### 原文
Dynamically Reconfigurable Variable-precision Sparse-Dense Matrix Acceleration in Tensorflow Lite

要約

タイトル：Tensorflow Liteにおける動的再構成可能な可変精度スパース-デンスマトリックスアクセラレーション

要約：
– FADES（DEnseとSparse行列のための融合アーキテクチャ）と呼ばれる動的に再構成可能なハードウェアアクセラレータを提案。
– FADESデザインは、並列性と複雑さをトレードオフする複数の構成オプションを提供し、データフローモデルを使用して、読み取り、計算、スケーリング、および結果の書き込みの4つのステージを作成します。
– FADESは、プログラマブルロジック（PL）にマップされ、TensorFlow Lite推論エンジンと統合された異種SoCデバイスの処理システム（PS）で実行されます。
– アクセラレータはテンソル演算を計算するために使用され、動的に再構成可能なアプローチは、int8とfloatモードの精度を切り替えるために使用できます。
– この動的再構成により、リソース制約のあるデバイスにコアをマッピングすることができ、両方の算術精度を同時にサポートするよりも、より良いパフォーマンスと低電力消費が実現できます。
– 高性能なシストリックアーキテクチャに比べて、提案されたハードウェアは、同じテクノロジーで半分のDSPブロックを使用し、デンスモードで25％優れたパフォーマンスを提供します。
– スパースモードでは、低いスパースレベルでもコアがデンスモードを上回ることを示し、単一コアはソフトウェア最適化されたNEON RUYライブラリよりも最大20倍の加速を実現します。

要約(オリジナル)

### 課題の内容
原文によれば、スパースモードの単一コアはソフトウェア最適化されたNEON RUYライブラリに比べて最大何倍の加速を実現するか、答えてください。

### データ行
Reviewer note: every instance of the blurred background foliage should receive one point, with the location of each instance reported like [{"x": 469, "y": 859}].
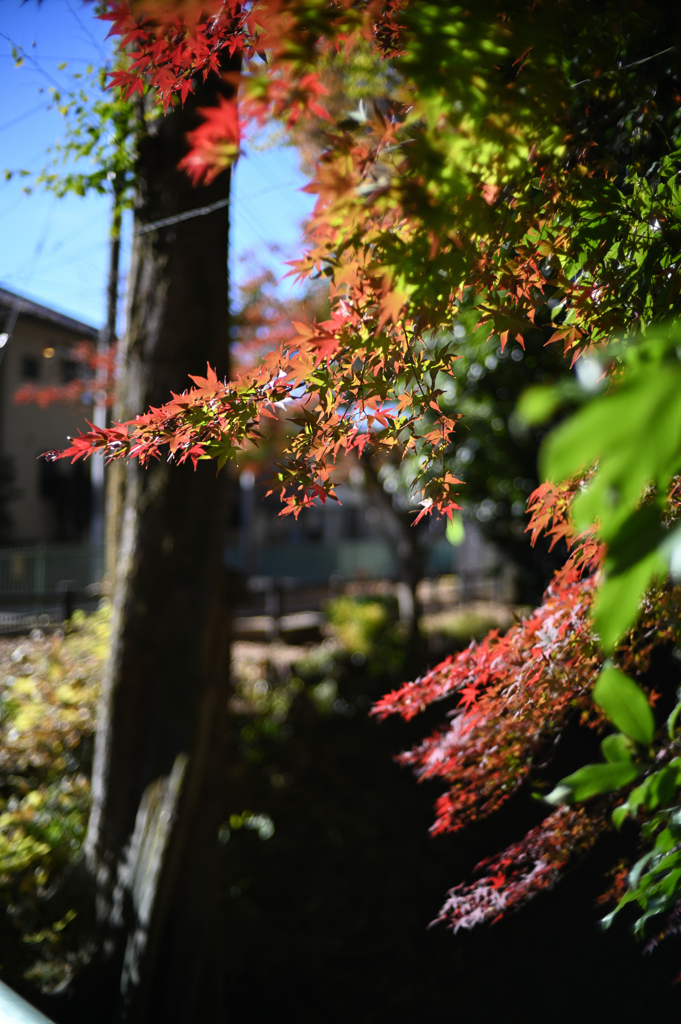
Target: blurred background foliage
[{"x": 49, "y": 687}]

### 記述解答
最大20倍。